- The problem
Reproduce all of the data below word for word, changing nothing.

START Given records

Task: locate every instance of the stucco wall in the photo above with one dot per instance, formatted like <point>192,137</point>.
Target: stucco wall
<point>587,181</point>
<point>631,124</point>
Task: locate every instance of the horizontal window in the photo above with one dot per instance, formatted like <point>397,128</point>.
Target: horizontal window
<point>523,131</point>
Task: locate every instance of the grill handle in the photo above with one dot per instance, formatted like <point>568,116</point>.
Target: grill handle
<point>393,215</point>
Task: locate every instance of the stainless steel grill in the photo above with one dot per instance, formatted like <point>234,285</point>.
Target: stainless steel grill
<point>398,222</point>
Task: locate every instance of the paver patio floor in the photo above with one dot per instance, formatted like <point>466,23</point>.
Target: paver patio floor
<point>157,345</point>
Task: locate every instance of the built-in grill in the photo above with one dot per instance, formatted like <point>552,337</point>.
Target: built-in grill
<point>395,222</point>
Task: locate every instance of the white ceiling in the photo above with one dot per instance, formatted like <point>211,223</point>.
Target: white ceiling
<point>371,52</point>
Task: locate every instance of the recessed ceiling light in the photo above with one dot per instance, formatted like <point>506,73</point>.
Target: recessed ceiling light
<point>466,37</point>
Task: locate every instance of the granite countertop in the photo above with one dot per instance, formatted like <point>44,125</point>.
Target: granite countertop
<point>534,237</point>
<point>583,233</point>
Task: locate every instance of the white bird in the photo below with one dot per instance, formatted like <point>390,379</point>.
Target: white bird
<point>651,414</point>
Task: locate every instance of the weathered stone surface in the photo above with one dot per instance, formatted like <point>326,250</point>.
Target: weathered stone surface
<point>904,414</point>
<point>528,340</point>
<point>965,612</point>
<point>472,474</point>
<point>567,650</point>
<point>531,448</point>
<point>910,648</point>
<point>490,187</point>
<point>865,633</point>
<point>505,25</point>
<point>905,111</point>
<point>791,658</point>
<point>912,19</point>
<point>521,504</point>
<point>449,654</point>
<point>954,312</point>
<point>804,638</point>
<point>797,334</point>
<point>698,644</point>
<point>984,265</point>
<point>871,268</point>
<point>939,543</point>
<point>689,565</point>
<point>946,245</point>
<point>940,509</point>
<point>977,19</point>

END Given records

- Task output
Task: locate every instance of the stucco wall in the photo above with one dot per instance, formatted like <point>192,137</point>.
Target: stucco wall
<point>587,181</point>
<point>631,124</point>
Task: locate every instance of the horizontal window in the photo above with one dot per instance, formatted like <point>397,128</point>.
Target: horizontal window
<point>523,131</point>
Task: locate every instance of the grill handle in the photo above with one dot per instance, formatted like <point>568,116</point>.
Target: grill handle
<point>393,215</point>
Task: locate every instance of the stainless steel grill in the photo above with one dot per instance, formatted like <point>234,285</point>.
Target: stainless steel grill
<point>398,222</point>
Task: locate every instance of the paver patio floor in the photo above with one dot per instance, formatted like <point>466,23</point>.
Target: paver patio floor
<point>157,345</point>
Task: locate every instance of the built-in grill in the photo above with one dot per instance, formatted like <point>552,337</point>.
Target: built-in grill
<point>395,222</point>
Task: locate every instance of the white ceiling in the photo above with one dot per instance, formatted like <point>211,223</point>.
Target: white ceiling
<point>371,52</point>
Task: locate every instance of the recessed ceiling light in the photo above with one dot per instance, formatted like <point>506,73</point>.
Target: recessed ceiling light
<point>466,37</point>
Task: locate every instance of the granite countertop in the photo above with one dot per instance, formatted like <point>44,125</point>.
Target: granite countertop
<point>534,237</point>
<point>583,233</point>
Task: locate every instance of the white bird in the photo below with one dot per instance, formatted like <point>390,379</point>.
Target: white bird
<point>651,414</point>
Task: locate every instance of the weathered stone surface in the photo above with one dot per instance, formatted like <point>326,250</point>.
Target: weathered stone surface
<point>904,414</point>
<point>528,340</point>
<point>965,612</point>
<point>472,474</point>
<point>567,650</point>
<point>531,448</point>
<point>910,648</point>
<point>490,187</point>
<point>865,633</point>
<point>505,25</point>
<point>905,111</point>
<point>791,658</point>
<point>912,19</point>
<point>521,504</point>
<point>449,654</point>
<point>954,312</point>
<point>804,638</point>
<point>797,334</point>
<point>698,644</point>
<point>984,265</point>
<point>871,268</point>
<point>939,543</point>
<point>689,565</point>
<point>946,245</point>
<point>940,509</point>
<point>977,19</point>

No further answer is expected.